> STATED PROBLEM: Return each line below that contains the word "water", copying every one in full.

· · · ·

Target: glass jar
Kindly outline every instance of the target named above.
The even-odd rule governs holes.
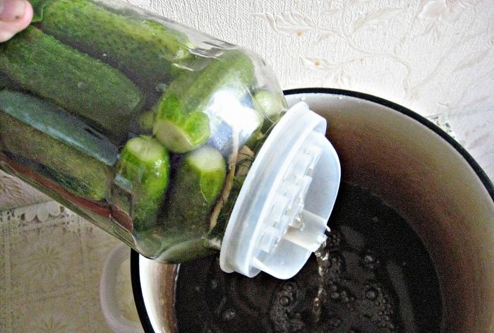
[[[313,172],[323,153],[311,151],[314,140],[291,133],[290,126],[305,123],[308,110],[299,107],[276,140],[269,139],[287,104],[272,72],[253,52],[121,1],[31,2],[32,24],[0,44],[1,169],[166,262],[220,250],[234,214],[242,221],[229,226],[228,243],[255,244],[258,262],[250,260],[243,274],[256,274],[270,249],[304,225],[311,181],[299,180]],[[325,123],[313,119],[311,133],[323,138]],[[268,139],[271,151],[258,162]],[[279,184],[266,181],[266,188],[258,188],[260,175],[272,181],[294,172],[285,170],[294,157],[283,157],[293,147],[279,149],[277,143],[304,140],[313,160],[299,162],[306,169],[295,185],[276,190]],[[319,150],[329,149],[325,145]],[[276,152],[285,152],[273,161]],[[249,176],[254,161],[257,177]],[[267,198],[277,190],[288,199]],[[243,203],[237,200],[241,191]],[[322,195],[325,203],[330,196]],[[259,206],[266,201],[270,207]],[[248,224],[246,214],[266,219],[261,211],[273,207],[284,210],[278,219],[286,215],[285,221],[250,234],[235,231]],[[311,218],[305,216],[305,225]],[[324,240],[325,221],[324,227],[314,223],[315,241],[302,257]],[[296,237],[290,241],[303,247]]]

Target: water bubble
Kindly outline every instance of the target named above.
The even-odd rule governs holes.
[[[223,315],[222,316],[222,317],[223,318],[223,320],[229,322],[235,319],[236,316],[236,313],[234,310],[229,309],[223,313]]]
[[[342,320],[339,318],[331,318],[329,324],[332,328],[337,328],[342,324]]]
[[[279,304],[282,305],[288,305],[290,303],[290,298],[287,296],[282,296],[279,298]]]
[[[211,280],[211,289],[216,289],[218,287],[218,281],[215,279]]]
[[[283,290],[289,293],[294,290],[294,286],[292,286],[291,284],[285,284],[283,286]]]
[[[374,301],[378,298],[378,292],[374,289],[369,289],[366,291],[366,298],[370,301]]]
[[[334,300],[339,299],[339,298],[341,296],[342,296],[339,294],[339,293],[338,291],[333,291],[332,293],[331,293],[331,295],[330,295],[331,298],[332,298]]]

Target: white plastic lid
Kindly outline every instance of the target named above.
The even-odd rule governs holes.
[[[303,102],[275,126],[227,225],[219,254],[223,271],[289,279],[326,239],[341,168],[325,133],[325,119]]]

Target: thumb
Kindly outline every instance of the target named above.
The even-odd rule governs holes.
[[[0,42],[25,29],[32,19],[32,7],[26,0],[0,0]]]

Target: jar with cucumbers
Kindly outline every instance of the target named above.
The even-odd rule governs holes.
[[[255,53],[122,2],[31,0],[0,44],[0,168],[147,258],[294,275],[339,183],[325,121]]]

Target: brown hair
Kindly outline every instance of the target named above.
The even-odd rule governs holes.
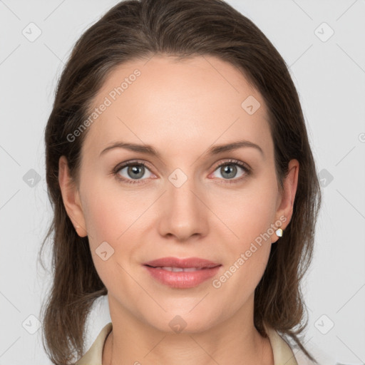
[[[310,264],[321,191],[299,96],[280,54],[247,18],[220,0],[129,0],[118,3],[78,40],[57,85],[45,130],[48,194],[54,211],[42,242],[52,237],[53,285],[43,317],[43,346],[51,361],[68,364],[84,354],[85,327],[97,298],[107,294],[93,265],[88,237],[79,237],[65,210],[58,180],[65,155],[78,183],[88,130],[67,136],[87,118],[107,76],[120,63],[155,54],[182,58],[211,55],[237,68],[262,96],[274,144],[280,186],[288,163],[300,165],[293,215],[255,289],[255,325],[263,323],[294,339],[307,325],[300,289]],[[42,263],[44,267],[43,264]],[[42,310],[44,308],[42,307]],[[298,327],[296,329],[294,327]]]

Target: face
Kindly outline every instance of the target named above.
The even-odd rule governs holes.
[[[260,94],[217,58],[156,55],[115,68],[93,106],[98,116],[83,145],[79,189],[74,199],[64,188],[63,196],[78,233],[88,236],[110,313],[169,331],[175,316],[190,331],[252,316],[274,230],[291,217],[298,172],[291,161],[282,193]],[[212,152],[238,141],[246,144]],[[157,155],[106,150],[117,143],[148,145]],[[61,185],[67,174],[60,175]],[[195,284],[174,286],[144,265],[166,257],[220,266]]]

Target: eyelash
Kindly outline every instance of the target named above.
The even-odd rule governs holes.
[[[143,180],[129,180],[129,179],[125,179],[124,178],[122,178],[119,174],[119,171],[120,171],[120,170],[122,170],[123,168],[126,168],[126,167],[129,167],[129,166],[134,166],[134,165],[143,165],[144,166],[145,168],[147,168],[148,170],[149,168],[148,166],[143,162],[142,161],[140,161],[138,160],[133,160],[131,161],[128,161],[127,163],[124,163],[121,165],[117,165],[114,170],[113,170],[113,175],[114,175],[114,176],[119,180],[119,181],[121,181],[123,183],[127,183],[127,184],[144,184],[145,182],[140,182],[140,181],[143,181]],[[246,166],[246,165],[245,165],[243,163],[241,163],[240,161],[237,160],[226,160],[226,161],[222,161],[222,163],[220,163],[216,167],[215,167],[215,169],[214,170],[214,171],[215,171],[218,168],[220,168],[221,166],[224,166],[224,165],[237,165],[238,166],[240,166],[246,173],[244,176],[241,177],[241,178],[239,178],[238,179],[225,179],[227,180],[227,182],[223,182],[223,184],[225,183],[227,183],[227,184],[235,184],[235,183],[237,183],[237,182],[240,182],[240,181],[242,181],[243,179],[246,178],[248,175],[250,175],[251,174],[251,170],[247,168]],[[231,181],[232,180],[232,181]]]

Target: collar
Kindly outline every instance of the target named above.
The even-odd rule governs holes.
[[[277,331],[265,324],[264,327],[270,340],[274,365],[298,365],[292,349]],[[111,322],[104,326],[88,351],[75,365],[102,365],[103,349],[112,329]]]

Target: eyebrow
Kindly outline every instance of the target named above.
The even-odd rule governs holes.
[[[256,143],[254,143],[249,140],[237,140],[236,142],[232,142],[227,144],[216,145],[209,148],[208,150],[205,154],[217,155],[218,153],[231,151],[244,147],[251,147],[255,148],[258,151],[259,151],[262,155],[264,155],[264,152],[261,147],[259,147],[259,145],[257,145]],[[139,152],[140,153],[145,153],[147,155],[155,156],[158,158],[161,158],[160,154],[151,145],[138,145],[136,143],[130,143],[125,142],[115,142],[112,143],[111,145],[108,145],[106,148],[104,148],[101,151],[100,156],[103,155],[106,152],[113,150],[114,148],[124,148],[126,150],[130,150],[133,152]]]

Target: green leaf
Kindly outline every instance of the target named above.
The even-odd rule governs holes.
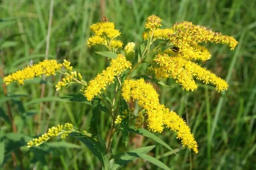
[[[116,59],[117,56],[117,54],[109,51],[96,51],[95,52],[100,55],[111,59],[112,58]]]
[[[119,114],[122,115],[123,112],[125,110],[127,111],[127,116],[125,118],[123,119],[121,122],[121,129],[122,132],[122,136],[123,139],[124,141],[125,147],[127,147],[128,144],[128,126],[129,124],[129,111],[128,110],[128,106],[126,102],[123,98],[120,99],[120,105],[119,106]]]
[[[137,148],[131,150],[130,152],[136,153],[146,153],[153,149],[156,146],[155,145]],[[125,155],[125,153],[118,154],[115,156],[114,158],[116,159],[115,164],[113,165],[110,170],[117,170],[122,167],[128,164],[130,162],[138,159],[138,157],[132,156],[127,156]]]
[[[157,137],[155,134],[150,132],[147,131],[146,129],[135,129],[133,127],[130,127],[128,128],[128,132],[131,133],[133,133],[141,135],[142,135],[148,138],[151,138],[158,143],[162,144],[166,148],[171,150],[176,155],[177,155],[176,153],[173,150],[173,149],[166,143],[166,142],[163,141],[162,140]]]
[[[0,139],[0,166],[2,166],[4,158],[4,142]]]
[[[92,115],[91,118],[91,127],[94,135],[97,135],[98,133],[98,122],[100,99],[96,98],[92,102]]]
[[[104,169],[107,170],[109,169],[109,160],[107,152],[99,142],[91,137],[85,136],[80,133],[72,132],[69,135],[82,142],[101,162]]]
[[[81,146],[79,145],[65,141],[46,142],[45,143],[45,144],[49,147],[55,148],[64,147],[76,149],[81,149]]]
[[[86,99],[86,97],[82,94],[70,94],[66,96],[63,96],[60,97],[62,99],[67,100],[70,101],[80,102],[86,104],[90,106],[92,106],[91,103]]]

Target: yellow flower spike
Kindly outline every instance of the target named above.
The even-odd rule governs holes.
[[[8,75],[4,78],[3,81],[6,85],[13,82],[23,85],[25,80],[33,79],[43,74],[47,76],[54,75],[61,68],[61,64],[58,64],[55,60],[45,60]]]
[[[151,15],[147,19],[145,24],[145,28],[150,30],[156,29],[162,26],[161,25],[162,22],[162,20],[159,17],[155,15]]]
[[[135,123],[135,129],[139,129],[141,128],[143,123],[144,123],[144,116],[142,114],[142,111],[141,111],[139,112],[138,114],[138,117],[136,119],[136,123]]]
[[[125,58],[128,61],[131,60],[135,56],[135,51],[134,49],[135,46],[135,43],[131,42],[128,42],[124,47],[124,52],[125,54]]]
[[[83,78],[81,75],[81,73],[78,73],[77,74],[78,75],[78,80],[81,80]]]
[[[105,90],[106,86],[114,83],[115,76],[121,74],[128,68],[131,68],[131,64],[122,54],[118,54],[116,59],[112,59],[110,66],[89,82],[88,86],[84,91],[84,95],[88,101],[91,101],[98,93]]]
[[[226,44],[231,47],[231,49],[233,50],[238,43],[232,36],[223,35],[205,27],[193,25],[191,22],[176,23],[173,26],[172,29],[175,33],[170,35],[169,38],[171,42],[182,49],[199,42],[209,41]]]
[[[131,98],[137,100],[139,105],[145,109],[147,115],[148,126],[153,132],[161,133],[166,125],[174,130],[177,138],[182,139],[183,145],[192,148],[197,153],[196,142],[190,129],[182,119],[175,112],[170,111],[159,102],[159,95],[152,85],[146,83],[143,79],[125,80],[122,89],[122,95],[126,101]]]
[[[119,124],[121,123],[122,122],[122,118],[121,117],[122,116],[120,115],[118,115],[116,117],[116,120],[115,121],[115,123],[116,124]]]
[[[57,127],[53,126],[49,128],[47,133],[42,135],[38,138],[33,139],[33,141],[29,142],[27,143],[27,147],[31,147],[34,145],[37,146],[46,142],[51,138],[60,135],[61,135],[62,138],[64,138],[72,132],[72,130],[73,125],[69,123],[66,123],[64,126],[58,125]]]
[[[171,77],[177,79],[176,83],[187,90],[193,91],[197,89],[198,86],[193,79],[195,77],[197,79],[202,80],[203,83],[211,83],[215,86],[219,92],[226,90],[228,87],[228,84],[224,80],[197,64],[183,58],[181,53],[177,53],[172,57],[166,54],[159,54],[154,60],[159,66],[155,68],[157,77]]]
[[[113,48],[122,48],[124,45],[122,41],[120,40],[116,40],[113,39],[111,40],[110,42],[110,46]]]
[[[100,22],[92,25],[91,30],[94,34],[87,41],[87,45],[90,47],[97,44],[101,44],[114,49],[121,48],[123,42],[115,39],[120,36],[121,33],[118,29],[115,29],[115,24],[111,22]],[[110,42],[110,44],[108,42]]]
[[[93,45],[98,44],[107,45],[107,41],[103,37],[98,35],[93,36],[87,40],[87,45],[90,47]]]

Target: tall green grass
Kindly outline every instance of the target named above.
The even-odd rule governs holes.
[[[1,1],[0,66],[4,65],[5,75],[23,68],[31,59],[35,63],[44,59],[50,2]],[[161,102],[184,118],[199,146],[199,152],[196,154],[184,149],[173,132],[166,131],[157,134],[175,149],[178,155],[158,145],[151,153],[172,169],[256,169],[256,3],[253,0],[237,0],[106,1],[104,15],[115,22],[122,32],[121,39],[125,44],[131,41],[139,44],[146,19],[152,14],[162,19],[165,27],[184,20],[192,21],[233,35],[239,42],[234,51],[223,44],[207,44],[212,58],[200,63],[228,82],[230,87],[227,91],[220,94],[212,86],[203,85],[193,92],[183,90],[179,86],[157,89]],[[87,81],[108,63],[105,58],[94,52],[102,50],[103,47],[89,49],[86,45],[90,36],[90,26],[102,17],[98,1],[54,1],[49,58],[60,62],[65,59],[70,61],[74,70],[80,72]],[[40,133],[44,132],[46,127],[66,122],[85,130],[89,128],[90,107],[58,99],[58,96],[79,92],[80,87],[62,89],[56,93],[54,86],[58,76],[47,79],[43,99],[40,97],[40,78],[24,85],[8,85],[8,98],[4,96],[1,86],[0,135],[13,132],[8,119],[5,118],[7,115],[6,100],[10,104],[19,134],[35,136],[38,125],[34,116],[38,114],[43,101],[45,102],[40,122]],[[175,83],[172,80],[167,82],[169,85]],[[104,138],[110,120],[104,113],[101,116],[99,129]],[[16,137],[24,137],[19,135]],[[130,149],[134,147],[134,137],[130,136]],[[17,143],[15,139],[12,139],[7,144],[11,145],[12,142],[14,146],[6,148],[5,164],[0,169],[13,169],[11,151],[16,153],[20,165],[17,149],[27,141]],[[156,144],[149,139],[143,140],[143,145]],[[125,150],[121,136],[114,137],[114,153]],[[24,169],[100,169],[99,161],[88,148],[82,147],[71,138],[66,141],[76,144],[46,145],[40,149],[30,150],[26,146],[22,146]],[[143,169],[157,169],[139,160],[129,163],[124,169],[138,169],[142,167]]]

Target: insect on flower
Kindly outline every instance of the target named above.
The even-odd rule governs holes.
[[[180,48],[176,47],[173,47],[172,50],[174,52],[177,53],[179,52],[179,51],[180,50]]]
[[[109,21],[108,18],[107,17],[104,16],[101,18],[101,22],[103,23],[107,23]]]

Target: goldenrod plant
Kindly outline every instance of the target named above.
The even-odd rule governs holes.
[[[200,81],[214,86],[217,92],[227,90],[227,82],[201,67],[196,61],[211,58],[209,51],[201,43],[226,44],[233,50],[238,42],[232,36],[223,35],[191,22],[184,21],[176,23],[170,28],[161,28],[162,20],[152,15],[147,18],[144,26],[145,31],[142,35],[144,41],[139,47],[136,47],[135,43],[130,42],[123,49],[123,42],[118,39],[121,33],[115,28],[113,22],[106,18],[91,26],[94,35],[88,39],[87,45],[89,47],[97,45],[105,47],[108,51],[98,53],[111,60],[109,66],[88,83],[83,79],[80,73],[72,71],[70,62],[65,60],[62,64],[54,60],[44,60],[4,79],[7,85],[13,82],[24,84],[24,81],[43,74],[47,76],[62,74],[64,77],[56,85],[56,90],[80,84],[83,99],[93,107],[91,129],[85,131],[69,123],[64,126],[58,125],[49,128],[39,138],[28,141],[28,147],[44,144],[50,138],[59,135],[63,138],[71,136],[89,147],[105,170],[118,169],[137,158],[147,160],[163,169],[169,169],[162,162],[146,154],[150,150],[148,147],[112,155],[114,134],[121,133],[126,145],[129,142],[129,132],[151,138],[173,150],[155,135],[169,129],[175,133],[183,146],[191,149],[195,153],[200,152],[196,139],[184,118],[160,102],[156,89],[159,87],[157,88],[156,86],[161,85],[160,81],[171,78],[187,91],[196,90],[198,88],[196,82]],[[147,65],[147,69],[135,71],[142,64]],[[62,66],[65,71],[61,69]],[[107,91],[114,94],[110,100],[106,89],[112,84],[116,87],[113,91]],[[140,109],[128,106],[127,103],[134,101]],[[99,136],[96,126],[100,111],[108,114],[112,119],[111,126],[105,129],[109,132],[104,142]],[[143,129],[144,124],[146,126]],[[112,159],[114,162],[110,161]]]

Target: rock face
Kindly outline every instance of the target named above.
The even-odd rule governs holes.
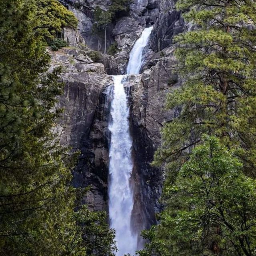
[[[57,127],[60,142],[81,151],[74,172],[76,187],[91,186],[84,202],[95,210],[107,209],[108,118],[113,82],[102,63],[95,63],[86,51],[63,48],[51,52],[52,68],[64,67],[65,93],[60,106],[65,111]]]
[[[60,2],[77,17],[80,34],[64,32],[65,38],[76,47],[52,52],[53,67],[64,67],[62,78],[66,82],[65,94],[60,99],[65,111],[57,128],[62,144],[81,151],[74,184],[76,187],[91,186],[83,202],[95,210],[108,210],[111,75],[125,73],[131,49],[143,28],[154,26],[145,49],[143,72],[131,75],[126,85],[129,92],[133,141],[136,203],[133,224],[140,231],[156,223],[155,214],[161,209],[158,200],[162,192],[163,170],[150,163],[161,142],[163,123],[171,120],[180,111],[176,108],[166,111],[164,106],[166,94],[179,85],[172,56],[172,40],[185,29],[185,24],[172,0],[134,0],[130,16],[120,18],[108,27],[108,45],[115,41],[118,52],[114,57],[100,54],[96,62],[90,57],[91,49],[102,50],[104,44],[99,36],[92,34],[93,10],[97,5],[107,10],[111,1]],[[83,40],[90,48],[79,46]]]

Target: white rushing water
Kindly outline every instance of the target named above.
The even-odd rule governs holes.
[[[153,27],[146,28],[142,32],[140,38],[136,41],[131,51],[127,66],[127,73],[138,74],[143,63],[142,52],[146,46]]]
[[[151,28],[145,29],[130,54],[128,74],[138,74],[142,63],[142,51]],[[110,148],[109,210],[110,228],[116,230],[118,249],[116,256],[134,254],[137,249],[138,234],[132,232],[132,212],[134,204],[130,180],[133,164],[132,139],[129,131],[129,108],[124,88],[126,76],[114,76],[114,90],[111,103],[112,120],[109,124],[111,134]]]

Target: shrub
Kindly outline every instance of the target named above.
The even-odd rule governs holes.
[[[68,45],[66,41],[62,40],[60,38],[55,38],[49,44],[51,46],[52,50],[53,51],[57,51],[59,49],[67,46]]]
[[[110,55],[114,55],[118,51],[117,43],[115,42],[111,44],[108,49],[108,53]]]
[[[95,62],[100,60],[100,53],[97,51],[92,51],[88,54],[89,57]]]
[[[38,0],[36,4],[38,22],[36,30],[47,42],[59,36],[64,27],[76,28],[78,21],[74,13],[57,0]]]

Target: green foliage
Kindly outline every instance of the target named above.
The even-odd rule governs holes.
[[[95,62],[97,62],[100,60],[100,53],[97,51],[92,51],[90,52],[88,56]]]
[[[0,4],[0,254],[111,255],[104,214],[74,212],[84,192],[70,186],[78,153],[52,133],[64,84],[61,68],[48,72],[35,1]]]
[[[52,42],[49,44],[51,48],[54,51],[58,51],[58,50],[68,46],[68,44],[66,41],[62,40],[60,38],[55,38]]]
[[[256,254],[256,182],[219,139],[203,140],[166,186],[167,206],[144,232],[151,242],[141,256]]]
[[[111,44],[108,49],[108,53],[110,55],[114,56],[118,52],[117,46],[117,43],[116,42]]]
[[[182,110],[164,124],[154,161],[167,163],[166,208],[140,254],[254,256],[256,3],[177,6],[197,29],[175,38],[182,84],[167,108]]]
[[[76,28],[78,20],[74,14],[61,4],[57,0],[39,0],[36,16],[36,32],[47,41],[60,37],[64,27]]]
[[[112,18],[129,15],[131,2],[131,0],[112,0],[108,11],[112,14]]]
[[[256,164],[256,3],[212,0],[178,1],[184,16],[198,29],[175,38],[181,87],[168,96],[167,107],[182,106],[166,123],[155,163],[177,166],[204,133],[236,148],[251,174]],[[178,160],[178,161],[177,161]]]
[[[160,52],[160,58],[164,58],[164,57],[165,57],[164,53],[163,51],[161,51],[161,52]]]

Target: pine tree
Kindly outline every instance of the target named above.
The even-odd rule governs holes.
[[[165,125],[155,162],[171,163],[175,177],[206,132],[235,147],[245,170],[255,174],[256,3],[181,0],[177,6],[188,10],[184,16],[196,29],[176,38],[177,69],[184,82],[168,95],[167,105],[182,110]]]
[[[0,4],[0,254],[112,255],[114,233],[105,216],[74,211],[77,154],[52,133],[64,84],[61,69],[48,72],[50,57],[36,31],[35,1]]]
[[[111,23],[112,14],[108,11],[103,11],[98,6],[96,6],[94,13],[95,23],[93,24],[93,30],[94,33],[100,34],[101,32],[104,31],[104,54],[106,53],[107,50],[107,27]]]
[[[253,256],[256,254],[256,182],[215,137],[203,136],[176,182],[141,256]],[[182,202],[178,204],[177,202]]]

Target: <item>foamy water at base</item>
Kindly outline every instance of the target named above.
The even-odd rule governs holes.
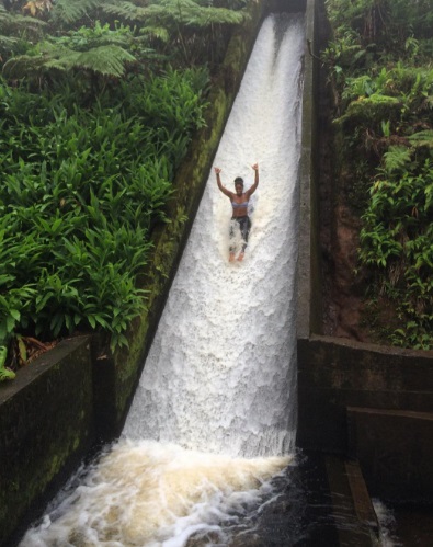
[[[286,457],[232,458],[152,441],[124,440],[21,547],[181,547],[212,534],[228,545],[227,528],[273,494],[270,479]],[[195,545],[201,545],[196,543]]]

· · · ·

> FINISHED EXERCISE:
Target: water bubble
Target: white rushing water
Target: <item>foamy water at base</item>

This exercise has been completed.